Problem set:
[1] In the Masters preview, how many tournaments did Morikawa go without a win before his breakthrough?
[2] Please continue the Masters preview below, picking up after its last sentence.

─── Source ───

That’s timing, folks. That’s momentum. Morikawa just broke through after 45 tournaments without a win. Do you know what that does to a player’s confidence? I’ve watched it transform guys. The rust is off, the swing thoughts have quieted down, and he’s heading into the year’s first major with tangible evidence that he can still get it done at the highest level.
What the Favorites Are Actually Telling Us
2026 Masters Favorites (via FanDuel)
- Scottie Scheffler: +480
- Rory McIlroy: +1000
- Ludvig Aberg: +1100
- Jon Rahm: +1300
- Xander Schauffele: +1600
- Bryson DeChambeau: +1600
Scottie Scheffler at +480 makes all the sense in the world—the man is playing golf from another planet right now. McIlroy at +1000 is fair; he’s always in the mix at the majors. But I keep coming back to that Schauffele number and wondering if the market hasn’t fully processed what a 76th ranking in putting actually means at Augusta.
The Bigger Picture
What strikes me most about this setup is what it says about the modern tour. We’ve got Schauffele and Morikawa both chasing their third major—their shot at career grand slams. We’ve got Scheffler playing like he’s on a video game difficulty setting. And we’ve got Brooks Koepka lurking at +4000, another guy who could complete the slam with a green jacket.

─── Excerpted records ───

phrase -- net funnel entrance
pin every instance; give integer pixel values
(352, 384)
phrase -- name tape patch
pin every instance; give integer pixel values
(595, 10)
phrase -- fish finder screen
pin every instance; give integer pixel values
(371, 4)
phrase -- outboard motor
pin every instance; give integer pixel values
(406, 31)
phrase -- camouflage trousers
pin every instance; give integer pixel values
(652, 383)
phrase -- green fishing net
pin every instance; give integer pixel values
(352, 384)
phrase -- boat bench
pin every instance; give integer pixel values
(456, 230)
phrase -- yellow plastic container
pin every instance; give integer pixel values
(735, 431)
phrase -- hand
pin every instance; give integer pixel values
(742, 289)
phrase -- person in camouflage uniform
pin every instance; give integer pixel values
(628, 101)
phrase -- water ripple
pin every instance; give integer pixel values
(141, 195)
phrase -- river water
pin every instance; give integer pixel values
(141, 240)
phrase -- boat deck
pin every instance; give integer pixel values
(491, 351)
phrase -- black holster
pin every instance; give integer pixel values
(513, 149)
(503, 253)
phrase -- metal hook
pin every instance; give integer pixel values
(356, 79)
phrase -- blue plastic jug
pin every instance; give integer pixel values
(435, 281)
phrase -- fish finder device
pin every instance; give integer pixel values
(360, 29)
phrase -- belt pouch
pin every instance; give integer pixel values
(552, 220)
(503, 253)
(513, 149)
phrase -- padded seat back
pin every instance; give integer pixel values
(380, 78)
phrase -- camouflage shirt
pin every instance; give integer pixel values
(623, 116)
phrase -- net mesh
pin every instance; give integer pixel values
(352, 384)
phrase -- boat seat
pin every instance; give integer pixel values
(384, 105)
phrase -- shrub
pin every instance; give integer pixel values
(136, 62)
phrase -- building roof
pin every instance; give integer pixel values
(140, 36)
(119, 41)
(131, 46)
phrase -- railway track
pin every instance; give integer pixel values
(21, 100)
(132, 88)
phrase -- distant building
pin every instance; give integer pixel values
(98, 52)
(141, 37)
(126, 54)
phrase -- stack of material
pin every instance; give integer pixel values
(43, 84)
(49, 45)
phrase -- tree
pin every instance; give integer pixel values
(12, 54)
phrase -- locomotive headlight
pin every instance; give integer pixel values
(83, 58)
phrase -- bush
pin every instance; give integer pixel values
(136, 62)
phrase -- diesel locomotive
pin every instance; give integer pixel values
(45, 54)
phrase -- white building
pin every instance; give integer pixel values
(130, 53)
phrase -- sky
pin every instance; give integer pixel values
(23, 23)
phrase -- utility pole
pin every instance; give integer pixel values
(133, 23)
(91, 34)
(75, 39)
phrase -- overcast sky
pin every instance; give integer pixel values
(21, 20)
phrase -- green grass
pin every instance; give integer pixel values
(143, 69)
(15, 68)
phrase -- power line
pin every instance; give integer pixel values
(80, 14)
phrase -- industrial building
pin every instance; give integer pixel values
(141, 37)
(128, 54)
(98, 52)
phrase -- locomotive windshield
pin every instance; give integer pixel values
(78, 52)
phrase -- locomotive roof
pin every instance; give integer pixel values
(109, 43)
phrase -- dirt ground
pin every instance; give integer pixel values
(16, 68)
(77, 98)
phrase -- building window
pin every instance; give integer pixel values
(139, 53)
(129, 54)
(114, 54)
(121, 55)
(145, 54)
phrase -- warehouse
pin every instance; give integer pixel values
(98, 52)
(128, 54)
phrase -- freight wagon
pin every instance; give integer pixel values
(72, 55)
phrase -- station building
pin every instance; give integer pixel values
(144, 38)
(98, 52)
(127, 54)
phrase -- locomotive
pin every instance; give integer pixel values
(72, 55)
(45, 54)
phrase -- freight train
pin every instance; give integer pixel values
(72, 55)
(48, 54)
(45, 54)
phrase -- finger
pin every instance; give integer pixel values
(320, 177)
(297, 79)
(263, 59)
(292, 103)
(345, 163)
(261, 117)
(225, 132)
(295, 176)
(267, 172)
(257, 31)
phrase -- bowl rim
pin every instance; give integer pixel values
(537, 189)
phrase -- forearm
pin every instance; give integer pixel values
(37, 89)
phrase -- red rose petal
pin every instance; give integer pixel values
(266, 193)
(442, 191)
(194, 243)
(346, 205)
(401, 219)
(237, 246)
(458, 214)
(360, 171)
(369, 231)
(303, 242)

───

Task-by-task results:
[1] 45

[2]
In my thirty-five years, I’ve learned that the Masters almost always delivers narrative. But this year, I think the narrative might be about who doesn’t win as much as who does.
If you’re looking for value, if you’re thinking beyond the obvious favorites, Morikawa’s combination of Augusta consistency, recent momentum, and a generous longshot price makes too much sense to ignore. The algorithm apparently agrees.
Augusta’s waiting. And I have a feeling we’re about to be reminded that sometimes the guy who quietly keeps showing up plays better golf than the guy carrying all the expectations.